*INSTRUCTION*. Rewrite the lines from the one containing "of the conifer" through the one containing "x=427, y=760", replacing "conifer forest" with "evergreen woodland" and leaving everything else unchanged.

*EXTRACTED RECORDS*.
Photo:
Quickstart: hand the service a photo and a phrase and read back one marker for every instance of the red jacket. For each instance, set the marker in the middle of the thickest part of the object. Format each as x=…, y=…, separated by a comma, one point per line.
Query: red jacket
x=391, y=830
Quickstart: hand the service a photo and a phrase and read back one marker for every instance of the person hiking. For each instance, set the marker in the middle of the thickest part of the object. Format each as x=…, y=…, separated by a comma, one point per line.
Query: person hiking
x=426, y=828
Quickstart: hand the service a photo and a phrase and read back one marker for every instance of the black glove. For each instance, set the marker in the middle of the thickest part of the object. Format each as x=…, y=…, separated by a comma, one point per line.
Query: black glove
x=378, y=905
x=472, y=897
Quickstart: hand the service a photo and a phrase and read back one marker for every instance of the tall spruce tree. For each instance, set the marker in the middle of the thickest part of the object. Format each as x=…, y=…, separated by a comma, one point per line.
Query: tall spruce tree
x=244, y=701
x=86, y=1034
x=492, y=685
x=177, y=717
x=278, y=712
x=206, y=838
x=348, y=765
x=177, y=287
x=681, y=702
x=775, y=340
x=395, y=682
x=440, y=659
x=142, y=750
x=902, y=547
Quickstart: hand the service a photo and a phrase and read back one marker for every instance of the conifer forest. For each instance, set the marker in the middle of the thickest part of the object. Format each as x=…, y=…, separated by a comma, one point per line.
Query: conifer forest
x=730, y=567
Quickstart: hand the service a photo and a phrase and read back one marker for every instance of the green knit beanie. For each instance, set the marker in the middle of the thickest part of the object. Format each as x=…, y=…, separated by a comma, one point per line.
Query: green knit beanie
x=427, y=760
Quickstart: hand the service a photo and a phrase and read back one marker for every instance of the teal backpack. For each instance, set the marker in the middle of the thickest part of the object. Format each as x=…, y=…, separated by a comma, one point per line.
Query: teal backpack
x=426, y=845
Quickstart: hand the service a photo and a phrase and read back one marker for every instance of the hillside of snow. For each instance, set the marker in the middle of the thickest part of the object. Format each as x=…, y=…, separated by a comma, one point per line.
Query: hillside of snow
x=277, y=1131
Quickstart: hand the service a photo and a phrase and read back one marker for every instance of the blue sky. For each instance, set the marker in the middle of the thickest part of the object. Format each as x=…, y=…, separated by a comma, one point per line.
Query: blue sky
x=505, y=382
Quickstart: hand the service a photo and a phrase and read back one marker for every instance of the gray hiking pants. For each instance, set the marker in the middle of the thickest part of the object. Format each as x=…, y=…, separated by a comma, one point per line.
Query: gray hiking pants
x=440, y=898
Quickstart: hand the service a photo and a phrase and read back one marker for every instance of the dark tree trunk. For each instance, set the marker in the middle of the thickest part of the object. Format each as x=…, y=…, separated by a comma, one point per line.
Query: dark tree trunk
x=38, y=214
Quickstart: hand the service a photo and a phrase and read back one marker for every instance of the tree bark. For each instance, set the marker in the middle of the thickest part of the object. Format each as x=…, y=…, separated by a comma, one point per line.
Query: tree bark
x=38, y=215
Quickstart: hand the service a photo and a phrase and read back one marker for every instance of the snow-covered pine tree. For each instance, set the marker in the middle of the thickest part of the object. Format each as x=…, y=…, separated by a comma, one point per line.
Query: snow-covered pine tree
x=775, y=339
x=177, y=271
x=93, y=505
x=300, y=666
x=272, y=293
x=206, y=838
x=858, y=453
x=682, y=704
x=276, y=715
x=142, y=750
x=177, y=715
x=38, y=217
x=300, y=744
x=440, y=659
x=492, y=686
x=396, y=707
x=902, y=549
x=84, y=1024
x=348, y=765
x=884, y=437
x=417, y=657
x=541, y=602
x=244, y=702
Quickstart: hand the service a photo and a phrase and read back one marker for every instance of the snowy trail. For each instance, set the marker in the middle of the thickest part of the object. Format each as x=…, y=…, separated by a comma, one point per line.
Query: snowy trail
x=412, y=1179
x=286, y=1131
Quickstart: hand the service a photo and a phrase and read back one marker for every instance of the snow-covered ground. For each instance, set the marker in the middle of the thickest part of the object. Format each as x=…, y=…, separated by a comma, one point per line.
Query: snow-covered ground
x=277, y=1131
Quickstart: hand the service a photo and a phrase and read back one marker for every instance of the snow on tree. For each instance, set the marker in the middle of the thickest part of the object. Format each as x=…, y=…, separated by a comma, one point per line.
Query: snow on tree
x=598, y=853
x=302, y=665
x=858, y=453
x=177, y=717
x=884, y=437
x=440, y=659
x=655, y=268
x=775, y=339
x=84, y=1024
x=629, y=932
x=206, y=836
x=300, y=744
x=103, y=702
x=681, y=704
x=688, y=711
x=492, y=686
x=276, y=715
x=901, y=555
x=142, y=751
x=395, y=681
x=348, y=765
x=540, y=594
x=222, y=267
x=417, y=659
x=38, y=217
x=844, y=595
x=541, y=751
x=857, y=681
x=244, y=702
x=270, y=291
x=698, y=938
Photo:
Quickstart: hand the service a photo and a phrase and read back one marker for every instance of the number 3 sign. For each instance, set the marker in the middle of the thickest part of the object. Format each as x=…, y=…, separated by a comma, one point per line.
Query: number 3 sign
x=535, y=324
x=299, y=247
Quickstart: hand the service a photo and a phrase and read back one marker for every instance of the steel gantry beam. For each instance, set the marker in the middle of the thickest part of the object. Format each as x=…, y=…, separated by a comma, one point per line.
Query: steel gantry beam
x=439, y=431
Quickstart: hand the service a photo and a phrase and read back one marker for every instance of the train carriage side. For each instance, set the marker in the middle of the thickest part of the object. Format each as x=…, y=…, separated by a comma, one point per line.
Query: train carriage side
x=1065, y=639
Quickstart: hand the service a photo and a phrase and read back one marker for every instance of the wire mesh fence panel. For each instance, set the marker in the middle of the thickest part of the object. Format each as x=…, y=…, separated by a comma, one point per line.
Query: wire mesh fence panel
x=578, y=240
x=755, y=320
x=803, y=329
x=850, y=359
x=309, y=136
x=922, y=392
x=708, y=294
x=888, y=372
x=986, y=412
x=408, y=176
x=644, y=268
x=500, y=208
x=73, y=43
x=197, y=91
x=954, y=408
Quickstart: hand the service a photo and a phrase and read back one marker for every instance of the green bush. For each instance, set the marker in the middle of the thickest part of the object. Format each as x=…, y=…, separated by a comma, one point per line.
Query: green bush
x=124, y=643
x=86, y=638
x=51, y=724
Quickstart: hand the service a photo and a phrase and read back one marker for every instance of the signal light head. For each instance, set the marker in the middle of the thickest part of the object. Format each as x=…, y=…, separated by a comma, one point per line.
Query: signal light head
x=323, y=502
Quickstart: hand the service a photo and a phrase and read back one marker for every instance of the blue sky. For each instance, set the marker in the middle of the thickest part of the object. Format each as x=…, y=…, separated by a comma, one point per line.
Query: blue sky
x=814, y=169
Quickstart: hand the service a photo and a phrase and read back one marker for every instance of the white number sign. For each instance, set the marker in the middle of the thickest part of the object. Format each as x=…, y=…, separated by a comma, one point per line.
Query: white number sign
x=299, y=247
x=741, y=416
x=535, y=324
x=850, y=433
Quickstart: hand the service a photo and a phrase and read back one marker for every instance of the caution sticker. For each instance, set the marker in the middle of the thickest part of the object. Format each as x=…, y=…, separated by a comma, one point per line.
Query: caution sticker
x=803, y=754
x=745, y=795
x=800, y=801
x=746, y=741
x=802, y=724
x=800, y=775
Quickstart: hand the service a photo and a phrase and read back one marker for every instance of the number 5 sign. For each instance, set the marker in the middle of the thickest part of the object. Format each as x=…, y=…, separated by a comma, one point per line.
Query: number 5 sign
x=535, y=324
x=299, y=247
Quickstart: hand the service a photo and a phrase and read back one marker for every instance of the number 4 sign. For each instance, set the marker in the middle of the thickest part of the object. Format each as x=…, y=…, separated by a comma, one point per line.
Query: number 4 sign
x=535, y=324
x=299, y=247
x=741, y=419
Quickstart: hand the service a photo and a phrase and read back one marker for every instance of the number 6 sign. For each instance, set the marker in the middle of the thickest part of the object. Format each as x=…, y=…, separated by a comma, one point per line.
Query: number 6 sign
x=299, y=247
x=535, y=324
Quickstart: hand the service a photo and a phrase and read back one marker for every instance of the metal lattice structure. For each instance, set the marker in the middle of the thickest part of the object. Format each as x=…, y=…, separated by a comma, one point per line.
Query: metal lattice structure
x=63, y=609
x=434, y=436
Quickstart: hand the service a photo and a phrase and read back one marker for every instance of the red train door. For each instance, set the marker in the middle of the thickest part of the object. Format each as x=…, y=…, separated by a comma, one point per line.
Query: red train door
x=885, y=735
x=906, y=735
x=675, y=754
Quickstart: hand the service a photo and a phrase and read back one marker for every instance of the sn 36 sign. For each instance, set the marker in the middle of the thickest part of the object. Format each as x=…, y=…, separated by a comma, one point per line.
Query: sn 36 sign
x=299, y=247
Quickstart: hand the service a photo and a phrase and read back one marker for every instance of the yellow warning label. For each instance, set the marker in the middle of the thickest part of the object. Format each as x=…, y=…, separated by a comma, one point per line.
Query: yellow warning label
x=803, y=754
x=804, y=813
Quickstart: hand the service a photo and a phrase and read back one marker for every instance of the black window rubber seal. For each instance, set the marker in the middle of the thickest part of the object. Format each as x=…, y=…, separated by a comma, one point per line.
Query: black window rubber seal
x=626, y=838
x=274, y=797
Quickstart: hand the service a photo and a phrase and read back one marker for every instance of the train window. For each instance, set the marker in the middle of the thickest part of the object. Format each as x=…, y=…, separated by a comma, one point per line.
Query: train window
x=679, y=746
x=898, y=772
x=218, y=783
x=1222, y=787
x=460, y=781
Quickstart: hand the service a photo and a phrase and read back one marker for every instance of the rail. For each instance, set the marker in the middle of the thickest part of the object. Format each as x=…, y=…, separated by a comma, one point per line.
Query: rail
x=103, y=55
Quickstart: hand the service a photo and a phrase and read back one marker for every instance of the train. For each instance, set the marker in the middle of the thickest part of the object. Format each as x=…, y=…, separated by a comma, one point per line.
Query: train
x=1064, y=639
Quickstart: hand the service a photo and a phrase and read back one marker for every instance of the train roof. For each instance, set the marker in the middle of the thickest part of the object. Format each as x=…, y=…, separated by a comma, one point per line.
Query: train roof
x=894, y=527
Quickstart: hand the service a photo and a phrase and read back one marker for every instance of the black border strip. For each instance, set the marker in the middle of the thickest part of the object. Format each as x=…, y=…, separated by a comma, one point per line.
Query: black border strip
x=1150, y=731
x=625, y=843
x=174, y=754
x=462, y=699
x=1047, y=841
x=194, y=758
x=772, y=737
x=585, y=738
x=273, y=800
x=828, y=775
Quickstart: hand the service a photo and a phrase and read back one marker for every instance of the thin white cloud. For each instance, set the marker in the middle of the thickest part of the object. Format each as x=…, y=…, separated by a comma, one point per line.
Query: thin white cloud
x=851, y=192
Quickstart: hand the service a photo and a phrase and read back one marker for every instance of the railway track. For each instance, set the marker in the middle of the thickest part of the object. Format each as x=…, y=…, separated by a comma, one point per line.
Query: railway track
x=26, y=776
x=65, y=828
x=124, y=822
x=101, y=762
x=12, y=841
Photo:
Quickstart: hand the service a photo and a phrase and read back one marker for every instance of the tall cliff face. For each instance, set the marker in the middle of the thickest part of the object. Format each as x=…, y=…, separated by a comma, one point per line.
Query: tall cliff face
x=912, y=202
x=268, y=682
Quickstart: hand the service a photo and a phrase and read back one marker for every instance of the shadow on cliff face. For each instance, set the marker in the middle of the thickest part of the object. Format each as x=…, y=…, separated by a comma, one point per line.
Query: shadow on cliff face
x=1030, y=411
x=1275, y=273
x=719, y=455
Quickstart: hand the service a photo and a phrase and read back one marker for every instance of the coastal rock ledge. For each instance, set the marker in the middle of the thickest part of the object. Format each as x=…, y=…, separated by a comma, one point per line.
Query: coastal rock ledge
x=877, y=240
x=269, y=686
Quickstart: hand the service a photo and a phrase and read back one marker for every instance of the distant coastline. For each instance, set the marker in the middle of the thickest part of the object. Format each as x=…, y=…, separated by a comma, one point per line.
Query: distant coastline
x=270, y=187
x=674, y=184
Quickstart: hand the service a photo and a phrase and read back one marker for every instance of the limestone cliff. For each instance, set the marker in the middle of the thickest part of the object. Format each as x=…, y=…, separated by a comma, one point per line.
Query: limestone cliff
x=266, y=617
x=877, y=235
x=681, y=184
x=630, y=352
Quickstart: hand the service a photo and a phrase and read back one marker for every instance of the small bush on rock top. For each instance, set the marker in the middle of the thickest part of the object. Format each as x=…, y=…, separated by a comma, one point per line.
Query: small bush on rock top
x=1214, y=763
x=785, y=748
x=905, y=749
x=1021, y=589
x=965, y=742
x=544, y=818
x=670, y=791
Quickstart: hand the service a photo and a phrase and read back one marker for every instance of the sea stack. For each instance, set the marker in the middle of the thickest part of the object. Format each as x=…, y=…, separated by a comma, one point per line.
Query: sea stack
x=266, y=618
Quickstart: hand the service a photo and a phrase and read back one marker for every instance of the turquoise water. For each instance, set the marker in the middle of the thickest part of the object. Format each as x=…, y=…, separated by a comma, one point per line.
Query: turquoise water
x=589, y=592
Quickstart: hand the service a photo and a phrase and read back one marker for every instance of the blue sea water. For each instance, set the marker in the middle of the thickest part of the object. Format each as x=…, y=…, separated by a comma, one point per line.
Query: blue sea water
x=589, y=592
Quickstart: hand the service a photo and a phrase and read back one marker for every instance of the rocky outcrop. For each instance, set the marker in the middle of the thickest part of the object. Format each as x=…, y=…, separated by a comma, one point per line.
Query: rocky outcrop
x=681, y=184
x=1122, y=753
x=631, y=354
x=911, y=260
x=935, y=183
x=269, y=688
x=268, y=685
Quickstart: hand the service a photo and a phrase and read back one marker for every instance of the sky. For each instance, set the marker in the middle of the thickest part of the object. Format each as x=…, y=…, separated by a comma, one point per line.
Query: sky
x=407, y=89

*SOLUTION TO THE PROBLEM*.
Quickstart: hand the service a photo and a phrase and read back one marker for every instance of the evergreen woodland. For each instance, set the marker in the middle of the thickest part of the object. Format each as x=…, y=…, separated by a comma, one point per line.
Query: evergreen woodland
x=730, y=567
Quickstart: hand the service a photo and a phrase and read back one marker for every instance of the green knit beanie. For each instance, set the marker in the middle of the thickest part of the object. Format each as x=…, y=…, separated by a comma, one point per line.
Query: green knit beanie
x=427, y=760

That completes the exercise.